Exercise: Tally the lines in the records below that contain the string "landing", with case counting, and reply with that number alone.

•••

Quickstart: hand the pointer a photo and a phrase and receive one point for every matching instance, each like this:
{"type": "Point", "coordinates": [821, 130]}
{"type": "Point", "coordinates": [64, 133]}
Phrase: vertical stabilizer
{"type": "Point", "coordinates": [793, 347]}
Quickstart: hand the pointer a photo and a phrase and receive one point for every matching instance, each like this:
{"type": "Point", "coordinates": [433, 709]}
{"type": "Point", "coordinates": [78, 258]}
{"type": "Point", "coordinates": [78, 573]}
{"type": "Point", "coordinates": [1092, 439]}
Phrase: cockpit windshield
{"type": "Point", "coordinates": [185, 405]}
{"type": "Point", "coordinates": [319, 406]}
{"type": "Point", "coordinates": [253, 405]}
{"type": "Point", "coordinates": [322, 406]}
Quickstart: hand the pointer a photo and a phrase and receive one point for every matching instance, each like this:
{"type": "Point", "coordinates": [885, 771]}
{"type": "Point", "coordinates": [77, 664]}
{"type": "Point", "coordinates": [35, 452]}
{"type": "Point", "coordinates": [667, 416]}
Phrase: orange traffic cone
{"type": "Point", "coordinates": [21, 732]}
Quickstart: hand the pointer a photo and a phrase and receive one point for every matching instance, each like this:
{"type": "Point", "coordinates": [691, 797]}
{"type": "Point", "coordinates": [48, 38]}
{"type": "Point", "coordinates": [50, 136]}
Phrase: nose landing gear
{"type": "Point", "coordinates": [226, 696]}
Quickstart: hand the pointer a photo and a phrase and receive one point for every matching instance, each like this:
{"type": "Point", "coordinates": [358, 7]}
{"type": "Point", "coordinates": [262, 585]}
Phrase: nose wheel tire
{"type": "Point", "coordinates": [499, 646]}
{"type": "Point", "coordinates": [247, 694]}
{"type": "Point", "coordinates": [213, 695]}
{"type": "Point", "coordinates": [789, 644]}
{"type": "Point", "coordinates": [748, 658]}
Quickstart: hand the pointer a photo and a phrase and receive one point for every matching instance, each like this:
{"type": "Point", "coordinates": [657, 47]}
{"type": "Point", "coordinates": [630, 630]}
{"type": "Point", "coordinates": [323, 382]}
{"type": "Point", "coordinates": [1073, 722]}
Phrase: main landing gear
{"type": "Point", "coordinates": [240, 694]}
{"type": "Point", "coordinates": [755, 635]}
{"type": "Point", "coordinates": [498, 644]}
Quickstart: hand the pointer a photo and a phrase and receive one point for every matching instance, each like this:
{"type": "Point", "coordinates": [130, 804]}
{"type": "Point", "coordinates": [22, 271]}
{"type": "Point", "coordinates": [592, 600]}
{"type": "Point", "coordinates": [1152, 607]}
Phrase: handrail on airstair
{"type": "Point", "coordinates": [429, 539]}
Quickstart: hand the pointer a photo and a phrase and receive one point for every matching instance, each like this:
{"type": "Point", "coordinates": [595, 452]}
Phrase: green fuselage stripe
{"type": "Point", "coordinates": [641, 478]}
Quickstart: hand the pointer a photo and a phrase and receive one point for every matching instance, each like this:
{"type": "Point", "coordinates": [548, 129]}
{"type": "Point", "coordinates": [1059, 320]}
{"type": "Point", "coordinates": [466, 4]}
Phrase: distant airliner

•••

Solution for this exercise: 2